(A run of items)
-- -- --
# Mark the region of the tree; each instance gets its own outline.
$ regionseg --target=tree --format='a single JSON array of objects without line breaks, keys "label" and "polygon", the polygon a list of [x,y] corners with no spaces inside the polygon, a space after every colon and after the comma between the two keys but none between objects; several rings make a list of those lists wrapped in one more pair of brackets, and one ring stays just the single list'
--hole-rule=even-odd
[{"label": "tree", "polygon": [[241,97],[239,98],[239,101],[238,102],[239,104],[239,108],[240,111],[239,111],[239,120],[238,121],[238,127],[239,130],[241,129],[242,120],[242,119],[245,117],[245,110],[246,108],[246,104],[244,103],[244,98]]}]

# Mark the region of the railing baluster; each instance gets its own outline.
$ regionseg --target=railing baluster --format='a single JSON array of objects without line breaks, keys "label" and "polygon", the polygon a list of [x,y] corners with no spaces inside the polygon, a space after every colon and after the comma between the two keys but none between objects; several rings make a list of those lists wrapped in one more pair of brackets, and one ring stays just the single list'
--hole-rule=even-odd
-- -- --
* [WHAT YOU NEED TO DO]: Rewrite everything from the line containing "# Mark the region of the railing" down to the end of the items, putting "spindle" wherever "baluster" appears and leaving the rest as it is.

* [OUTPUT]:
# Mark the region of the railing spindle; each instance gets its own outline.
$ regionseg --target=railing spindle --format='a single JSON array of objects without line breaks, keys "label" and "polygon", the polygon a list of [x,y] corners with no spaces inside the polygon, a space after every colon and after the comma between the two keys but none between objects; several rings make a list of those lists wrapped in one more pair of brackets, and one ring stays just the single list'
--hole-rule=even-odd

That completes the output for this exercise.